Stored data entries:
···
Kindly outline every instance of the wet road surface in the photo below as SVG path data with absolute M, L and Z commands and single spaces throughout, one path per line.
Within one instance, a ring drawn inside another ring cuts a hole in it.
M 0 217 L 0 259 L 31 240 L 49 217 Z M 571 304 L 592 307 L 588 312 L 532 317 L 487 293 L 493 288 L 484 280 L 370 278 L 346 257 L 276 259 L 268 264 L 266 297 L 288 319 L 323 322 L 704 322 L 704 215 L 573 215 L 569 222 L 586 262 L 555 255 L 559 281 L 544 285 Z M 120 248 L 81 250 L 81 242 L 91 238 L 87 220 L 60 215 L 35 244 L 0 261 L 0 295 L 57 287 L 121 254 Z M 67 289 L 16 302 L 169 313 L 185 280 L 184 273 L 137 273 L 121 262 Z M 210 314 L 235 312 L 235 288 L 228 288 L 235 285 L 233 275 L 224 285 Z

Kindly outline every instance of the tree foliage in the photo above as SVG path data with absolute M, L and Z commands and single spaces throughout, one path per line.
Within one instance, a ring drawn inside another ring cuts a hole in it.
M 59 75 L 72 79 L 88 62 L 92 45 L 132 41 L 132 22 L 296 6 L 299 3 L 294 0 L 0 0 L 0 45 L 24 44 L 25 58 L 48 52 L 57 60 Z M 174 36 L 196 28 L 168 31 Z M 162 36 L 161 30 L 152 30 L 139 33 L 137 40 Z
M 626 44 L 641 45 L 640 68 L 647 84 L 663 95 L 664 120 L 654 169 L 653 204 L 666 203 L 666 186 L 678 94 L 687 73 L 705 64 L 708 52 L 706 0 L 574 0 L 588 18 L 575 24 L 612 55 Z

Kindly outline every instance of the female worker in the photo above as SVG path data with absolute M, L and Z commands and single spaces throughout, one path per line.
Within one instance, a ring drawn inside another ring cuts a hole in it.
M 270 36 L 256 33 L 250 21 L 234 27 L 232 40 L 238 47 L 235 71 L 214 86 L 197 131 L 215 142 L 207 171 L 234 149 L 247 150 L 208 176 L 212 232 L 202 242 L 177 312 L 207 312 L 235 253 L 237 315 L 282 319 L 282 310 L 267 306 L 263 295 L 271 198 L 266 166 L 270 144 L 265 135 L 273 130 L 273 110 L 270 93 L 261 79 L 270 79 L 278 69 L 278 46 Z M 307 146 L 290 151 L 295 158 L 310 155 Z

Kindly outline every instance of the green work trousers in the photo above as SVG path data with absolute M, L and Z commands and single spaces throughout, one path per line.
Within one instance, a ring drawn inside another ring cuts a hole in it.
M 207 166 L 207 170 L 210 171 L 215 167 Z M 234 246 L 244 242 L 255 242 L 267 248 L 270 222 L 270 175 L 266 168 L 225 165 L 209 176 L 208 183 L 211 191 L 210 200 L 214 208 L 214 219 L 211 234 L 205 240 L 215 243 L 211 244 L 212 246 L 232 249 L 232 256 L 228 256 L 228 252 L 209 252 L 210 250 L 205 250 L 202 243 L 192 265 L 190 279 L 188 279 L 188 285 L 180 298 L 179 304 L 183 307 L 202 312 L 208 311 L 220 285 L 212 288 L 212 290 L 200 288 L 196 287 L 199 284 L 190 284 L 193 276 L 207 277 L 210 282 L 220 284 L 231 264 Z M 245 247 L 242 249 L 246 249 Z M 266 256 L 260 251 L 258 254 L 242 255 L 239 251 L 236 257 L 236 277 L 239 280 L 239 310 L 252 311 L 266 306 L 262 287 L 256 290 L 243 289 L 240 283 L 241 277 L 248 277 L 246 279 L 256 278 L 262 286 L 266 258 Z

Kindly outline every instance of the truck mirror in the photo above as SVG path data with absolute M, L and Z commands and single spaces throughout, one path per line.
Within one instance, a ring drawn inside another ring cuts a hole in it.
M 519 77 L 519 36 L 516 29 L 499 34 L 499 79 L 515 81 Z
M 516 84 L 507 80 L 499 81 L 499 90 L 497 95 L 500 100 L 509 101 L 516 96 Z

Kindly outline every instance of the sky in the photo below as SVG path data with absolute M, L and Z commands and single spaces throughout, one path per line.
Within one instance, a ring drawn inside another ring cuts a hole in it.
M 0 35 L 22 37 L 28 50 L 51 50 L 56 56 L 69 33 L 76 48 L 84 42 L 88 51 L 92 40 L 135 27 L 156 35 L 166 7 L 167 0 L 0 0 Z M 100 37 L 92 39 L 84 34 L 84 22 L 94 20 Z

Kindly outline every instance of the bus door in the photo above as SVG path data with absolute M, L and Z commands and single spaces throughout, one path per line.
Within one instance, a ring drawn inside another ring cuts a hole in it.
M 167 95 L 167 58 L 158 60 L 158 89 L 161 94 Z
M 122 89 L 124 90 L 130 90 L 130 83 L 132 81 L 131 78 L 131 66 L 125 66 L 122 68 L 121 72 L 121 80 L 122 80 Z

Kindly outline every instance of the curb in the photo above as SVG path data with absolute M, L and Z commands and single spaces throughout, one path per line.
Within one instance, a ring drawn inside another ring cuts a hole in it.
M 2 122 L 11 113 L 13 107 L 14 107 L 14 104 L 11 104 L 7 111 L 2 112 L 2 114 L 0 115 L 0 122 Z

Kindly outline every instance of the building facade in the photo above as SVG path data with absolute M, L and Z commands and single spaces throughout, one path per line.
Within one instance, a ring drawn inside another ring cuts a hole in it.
···
* [Exercise] Set out the complete listing exactly as shown.

* [Answer for the task]
Kindly outline every instance of the wet road surface in the photo below as SVG path data with absolute M, L and Z commands and single spaces throughout, one path per line.
Within one instance, a ring drawn inside another ring cuts a hole in it.
M 0 217 L 0 259 L 31 240 L 49 217 Z M 571 304 L 592 307 L 588 312 L 532 317 L 487 293 L 493 288 L 484 280 L 370 278 L 346 257 L 276 259 L 268 264 L 266 297 L 288 319 L 323 322 L 704 322 L 704 215 L 573 215 L 569 222 L 586 262 L 555 255 L 559 281 L 544 285 Z M 120 248 L 81 250 L 81 242 L 91 238 L 87 220 L 60 215 L 35 244 L 0 261 L 0 295 L 57 287 L 121 254 Z M 67 289 L 16 302 L 169 313 L 185 280 L 184 273 L 137 273 L 121 262 Z M 210 314 L 235 312 L 235 288 L 228 288 L 235 285 L 233 275 L 224 285 Z

Kindly outline every instance of the tree foliage in the photo above as SVG path data with absolute M, L and Z commands and single spaces throughout, one path per line.
Within one instance, a ring drawn inside another ring cuts a hole in it.
M 59 75 L 72 79 L 88 62 L 92 45 L 132 41 L 132 22 L 296 6 L 299 3 L 294 0 L 0 0 L 0 45 L 24 44 L 25 58 L 48 52 L 57 60 Z M 174 36 L 196 28 L 168 31 Z M 162 36 L 161 30 L 152 30 L 139 33 L 137 40 Z
M 626 44 L 641 45 L 640 68 L 647 84 L 663 95 L 664 120 L 654 169 L 653 204 L 666 203 L 666 186 L 678 94 L 687 73 L 705 64 L 708 52 L 706 0 L 574 0 L 588 18 L 575 24 L 612 55 Z

Kindly outline every instance of the female worker in the photo above as SVG path data with absolute M, L and Z commands and single spaces throughout, one path per line.
Within one instance, a ring drawn inside another ring cuts a hole in it.
M 270 36 L 256 33 L 250 21 L 234 27 L 232 40 L 238 47 L 235 71 L 214 86 L 197 131 L 215 142 L 207 171 L 234 149 L 247 150 L 208 176 L 212 232 L 202 242 L 177 312 L 207 312 L 235 253 L 237 315 L 282 319 L 282 310 L 267 306 L 263 295 L 271 198 L 266 166 L 270 144 L 265 135 L 273 130 L 273 110 L 270 93 L 261 79 L 270 79 L 278 69 L 278 46 Z M 307 146 L 290 151 L 295 158 L 310 155 Z

Kindly outline every instance of the green work trousers in the photo above as SVG path data with absolute M, L and Z commands and single spaces throughout, one path per line.
Within one instance, a ring drawn inside another ring cuts a hole in it.
M 207 166 L 207 170 L 210 171 L 215 167 Z M 234 246 L 244 242 L 255 242 L 267 248 L 270 222 L 270 175 L 266 168 L 225 165 L 209 176 L 208 183 L 211 191 L 210 200 L 214 208 L 214 219 L 211 234 L 205 240 L 215 243 L 211 244 L 212 246 L 232 249 L 232 256 L 228 256 L 228 252 L 209 252 L 210 250 L 205 250 L 202 243 L 192 265 L 190 279 L 188 279 L 188 285 L 180 298 L 179 304 L 183 307 L 202 312 L 208 311 L 220 285 L 212 288 L 212 290 L 200 288 L 196 287 L 199 284 L 190 284 L 193 276 L 207 277 L 210 282 L 220 284 L 231 264 Z M 245 247 L 242 249 L 246 249 Z M 266 256 L 260 251 L 258 254 L 242 255 L 239 251 L 236 257 L 236 277 L 239 280 L 239 310 L 252 311 L 266 306 L 262 287 L 256 290 L 243 289 L 240 283 L 241 277 L 248 277 L 246 279 L 256 278 L 262 286 L 266 258 Z

Kindly outline every instance of the truck mirror in the photo above as SVG path data with absolute M, L and Z commands and single spaces throughout, one path per line.
Within one instance, a ring drawn inside another ring cuts a hole in it.
M 519 77 L 519 36 L 516 29 L 499 34 L 499 79 L 515 81 Z
M 516 84 L 507 80 L 499 81 L 499 90 L 497 95 L 500 100 L 509 101 L 516 96 Z

Kindly outline every instance of the sky in the photo below as SVG path data with absolute M, L and Z commands and single spaces throughout, one path per line.
Within one instance, a ring drawn inside another ring cuts a hole in it.
M 0 35 L 22 37 L 28 50 L 51 50 L 56 56 L 69 33 L 76 48 L 84 42 L 88 51 L 92 40 L 135 27 L 156 35 L 166 7 L 167 0 L 0 0 Z M 100 37 L 92 39 L 84 34 L 84 22 L 94 20 Z

Kindly outline every instance of the bus door in the photo above as SVG path data with absolute M, L and Z commands and single spaces throughout, one path per line.
Within one instance, a ring drawn inside another ring cuts a hole in it.
M 167 95 L 167 58 L 158 60 L 158 89 L 161 94 Z
M 122 89 L 124 90 L 130 90 L 130 83 L 132 81 L 131 78 L 131 66 L 125 66 L 122 68 L 121 72 L 121 80 L 122 80 Z

Kindly outline every instance of the curb in the photo above as SVG path data with absolute M, L and Z commands and single spaces throughout, one path per line.
Within one instance, a ring drawn inside another ring cuts a hole in it.
M 2 122 L 11 113 L 13 107 L 14 107 L 14 104 L 11 104 L 7 111 L 2 112 L 2 114 L 0 115 L 0 122 Z

Kindly outline every instance of the building facade in the photo above as SVG path data with absolute M, L and Z commands and single spaces throughout, one path per line.
Within one instance, a ring drawn inside another ring cuts a hole in it.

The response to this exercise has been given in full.